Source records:
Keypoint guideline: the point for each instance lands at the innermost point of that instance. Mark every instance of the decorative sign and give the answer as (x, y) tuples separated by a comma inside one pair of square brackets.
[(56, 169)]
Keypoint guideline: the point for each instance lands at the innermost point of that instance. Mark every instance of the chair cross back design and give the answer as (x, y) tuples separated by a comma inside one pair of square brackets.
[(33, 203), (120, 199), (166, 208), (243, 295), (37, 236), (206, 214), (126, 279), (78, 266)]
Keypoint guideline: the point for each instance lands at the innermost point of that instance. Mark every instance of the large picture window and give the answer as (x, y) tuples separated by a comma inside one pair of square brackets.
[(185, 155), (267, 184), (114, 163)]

**What the exercise asks**
When the entries above are retyped, each line must stay exactly as it is.

**Exercise output**
Keypoint guideline: the point for each instance lands at the innermost point of that instance. Mark every instance of the decorative sign and give the answer as (x, y) tuples separated by a comma inside one pair of square brackets.
[(56, 169)]
Keypoint guideline: the point for each instance lands at the innermost point of that instance. Mark every instance of the chair cross back design and give the answer as (x, y) tuples separated by a comma inside one pair of square brackets.
[(33, 203), (120, 199), (166, 208), (243, 295), (37, 236), (206, 214), (126, 279), (78, 266)]
Keypoint guideline: the point for each instance lands at the innermost point of that instance. Mark every instance of the large picture window and give the answer as (x, y) tuples separated by a comma inside one pair of square brackets.
[(185, 155), (267, 184), (114, 163)]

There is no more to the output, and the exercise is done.